[Task prompt]: Each record must be retyped in full. No character may differ.
--- Records provided Enclosed Below ---
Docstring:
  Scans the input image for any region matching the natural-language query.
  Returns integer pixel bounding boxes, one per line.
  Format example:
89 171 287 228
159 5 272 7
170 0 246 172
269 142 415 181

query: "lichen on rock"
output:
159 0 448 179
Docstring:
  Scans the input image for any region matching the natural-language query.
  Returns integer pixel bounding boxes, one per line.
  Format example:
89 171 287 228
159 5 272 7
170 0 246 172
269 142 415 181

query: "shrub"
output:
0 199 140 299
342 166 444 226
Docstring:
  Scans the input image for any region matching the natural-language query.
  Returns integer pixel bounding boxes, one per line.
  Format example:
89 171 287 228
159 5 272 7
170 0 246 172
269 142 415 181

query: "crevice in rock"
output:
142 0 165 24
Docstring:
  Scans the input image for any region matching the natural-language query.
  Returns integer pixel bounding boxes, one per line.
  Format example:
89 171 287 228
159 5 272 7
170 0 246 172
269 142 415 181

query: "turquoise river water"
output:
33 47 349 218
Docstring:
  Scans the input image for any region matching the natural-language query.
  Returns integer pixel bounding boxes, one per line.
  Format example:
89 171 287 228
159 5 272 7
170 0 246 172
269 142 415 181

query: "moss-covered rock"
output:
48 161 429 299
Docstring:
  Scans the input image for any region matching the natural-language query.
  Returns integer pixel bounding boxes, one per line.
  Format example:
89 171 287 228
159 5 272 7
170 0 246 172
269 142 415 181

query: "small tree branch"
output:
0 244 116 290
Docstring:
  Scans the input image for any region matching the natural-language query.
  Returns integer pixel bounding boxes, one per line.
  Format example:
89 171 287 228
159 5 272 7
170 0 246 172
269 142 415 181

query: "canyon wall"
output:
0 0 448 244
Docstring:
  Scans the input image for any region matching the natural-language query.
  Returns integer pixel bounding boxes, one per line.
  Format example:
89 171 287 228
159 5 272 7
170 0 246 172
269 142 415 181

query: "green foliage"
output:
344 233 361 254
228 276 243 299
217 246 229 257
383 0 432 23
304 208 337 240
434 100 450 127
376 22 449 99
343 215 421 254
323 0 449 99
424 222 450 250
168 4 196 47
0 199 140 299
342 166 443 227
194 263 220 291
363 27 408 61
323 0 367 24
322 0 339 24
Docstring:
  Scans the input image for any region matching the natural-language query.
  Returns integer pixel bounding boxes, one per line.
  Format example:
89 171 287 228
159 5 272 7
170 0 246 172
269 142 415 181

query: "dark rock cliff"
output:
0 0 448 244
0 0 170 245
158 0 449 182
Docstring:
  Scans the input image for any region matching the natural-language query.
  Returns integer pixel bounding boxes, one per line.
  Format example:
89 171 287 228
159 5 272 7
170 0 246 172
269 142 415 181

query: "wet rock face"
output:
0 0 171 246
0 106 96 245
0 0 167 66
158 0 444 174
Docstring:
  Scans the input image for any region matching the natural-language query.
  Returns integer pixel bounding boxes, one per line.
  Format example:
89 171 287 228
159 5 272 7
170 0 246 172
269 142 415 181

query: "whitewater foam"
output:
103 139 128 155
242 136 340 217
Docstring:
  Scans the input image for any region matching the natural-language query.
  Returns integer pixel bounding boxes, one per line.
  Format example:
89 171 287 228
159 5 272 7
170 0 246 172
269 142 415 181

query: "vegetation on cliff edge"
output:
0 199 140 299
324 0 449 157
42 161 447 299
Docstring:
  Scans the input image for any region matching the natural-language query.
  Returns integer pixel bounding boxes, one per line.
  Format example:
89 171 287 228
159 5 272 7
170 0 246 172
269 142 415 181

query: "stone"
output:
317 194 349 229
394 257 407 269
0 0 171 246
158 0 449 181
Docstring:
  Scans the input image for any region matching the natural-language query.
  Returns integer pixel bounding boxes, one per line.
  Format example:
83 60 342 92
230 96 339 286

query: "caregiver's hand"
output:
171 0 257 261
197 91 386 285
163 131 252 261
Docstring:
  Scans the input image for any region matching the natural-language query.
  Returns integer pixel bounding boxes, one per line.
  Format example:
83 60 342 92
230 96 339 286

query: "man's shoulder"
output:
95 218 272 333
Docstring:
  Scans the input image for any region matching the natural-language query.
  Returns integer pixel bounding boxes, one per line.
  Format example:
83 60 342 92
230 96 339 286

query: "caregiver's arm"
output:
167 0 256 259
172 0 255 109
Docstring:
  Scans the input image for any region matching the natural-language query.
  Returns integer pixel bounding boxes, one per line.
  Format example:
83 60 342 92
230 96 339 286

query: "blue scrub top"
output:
--- End of Enclosed Records provided ---
[Solution to this exercise]:
Docstring:
  Scans the input image for any region matching the natural-language query.
  Returns integer pixel bounding boxes, one per line.
  Format example:
89 171 287 228
159 5 272 7
170 0 246 172
269 142 415 181

query: "lichen on rock"
output:
159 0 448 179
Docstring:
  Scans the input image for any region matching the natural-language query.
  Returns integer pixel bounding boxes, one per line.
  Format example:
89 171 287 228
159 5 272 7
170 0 246 172
269 142 415 181

query: "shrub"
output:
0 199 140 299
342 166 444 226
Docstring:
  Scans the input image for any region matching the natural-language query.
  Returns integer pixel bounding boxes, one per line.
  Format example:
89 171 287 228
159 5 272 7
170 0 246 172
269 142 415 181

query: "crevice in rock"
output:
142 0 165 24
Docstring:
  Scans the input image for any region matching the natural-language query.
  Returns integer pixel bounding boxes, one per line.
  Format example:
89 171 287 228
159 5 272 7
170 0 246 172
269 142 415 181

query: "turquoise river water"
output:
33 47 349 218
Docstring:
  Scans the input image for any region matching the natural-language query.
  Returns integer pixel bounding boxes, one per line.
  Format example:
89 171 287 228
159 5 272 7
170 0 246 172
269 142 415 181

query: "moss-covered rock"
output:
48 161 429 299
Docstring:
  Scans the input image for any region matching the natural-language query.
  Returns integer pixel bounding boxes, one per line.
  Format example:
89 171 287 228
159 5 272 7
170 0 246 172
269 142 415 181

query: "small tree branch"
output:
0 244 116 290
Docstring:
  Scans the input image for any region matching the natural-language query.
  Returns integer pixel bounding boxes, one per line.
  Format example:
89 171 287 228
159 5 272 7
170 0 246 172
269 142 415 181

query: "canyon wall"
output:
0 0 448 244
Docstring:
  Scans the input image for any region matching the natural-language query.
  Returns integer pixel bounding boxes, one per line.
  Format example:
89 171 287 228
159 5 272 7
170 0 246 172
269 142 415 181

query: "green foliage"
output:
344 233 361 254
228 276 243 299
217 246 229 257
383 0 432 23
304 208 337 240
434 100 450 127
376 22 449 99
343 215 421 254
323 0 449 99
424 222 450 250
168 4 196 47
0 199 140 299
342 166 443 227
194 263 220 291
363 27 408 61
323 0 367 24
322 0 339 24
Docstring:
  Scans the input image for any region matching the natural-language query.
  Returns integer pixel bounding boxes, one per line.
  Format example:
89 171 287 228
159 5 272 7
170 0 246 172
269 142 415 181

query: "dark rock cliff"
output:
0 0 448 244
0 0 170 245
158 0 449 182
Docstring:
  Scans the input image for any region matching the natural-language query.
  Returns integer pixel bounding boxes, one per line.
  Format example:
89 171 287 228
159 5 272 7
170 0 246 172
269 142 415 181

query: "wet rock face"
output:
0 0 171 246
0 106 96 245
0 0 167 66
158 0 444 174
Docstring:
  Scans the input image for any region matching the natural-language query.
  Returns integer pixel bounding boxes, one per line.
  Format example:
89 171 287 228
159 5 272 7
170 0 246 172
269 142 415 181

query: "whitewater foam"
output:
103 139 128 155
242 136 340 217
Docstring:
  Scans the input image for any region matching the natural-language query.
  Returns integer pixel bounding boxes, one per line.
  Format example:
89 171 287 228
159 5 272 7
170 0 246 172
269 142 415 181

query: "vegetation on cliff edge"
output:
0 199 140 299
324 0 449 157
42 161 447 299
Docstring:
  Scans the input image for any region matching the natural-language query.
  Returns integer pixel bounding boxes, one per line.
  Format example:
89 171 287 228
159 5 272 7
170 0 246 172
269 142 415 181

query: "stone"
output:
317 194 349 229
394 257 407 269
0 0 171 246
158 0 449 181
Docstring:
  Scans the input image for any region matching the natural-language query.
  Returns integer pixel bounding boxes, one per line.
  Format example:
83 60 342 92
230 96 339 286

query: "caregiver's hand"
output:
171 0 257 261
197 91 386 285
163 131 252 261
Docstring:
  Scans the input image for any region matching the natural-language query.
  Returns integer pixel bounding boxes, one per line.
  Format example:
83 60 342 92
230 96 339 286

query: "man's shoulder"
output:
95 218 272 333
Docstring:
  Scans the input image for any region matching the natural-language query.
  Returns integer pixel bounding boxes, one per line.
  Format example:
83 60 342 92
230 96 339 286

query: "caregiver's arm"
output:
167 0 256 259
172 0 255 109
Docstring:
  Scans the input image for any region matching the natural-language query.
  Returns integer pixel bounding boxes, one per line.
  Format example:
83 60 342 92
230 96 339 286

query: "blue scrub top"
output:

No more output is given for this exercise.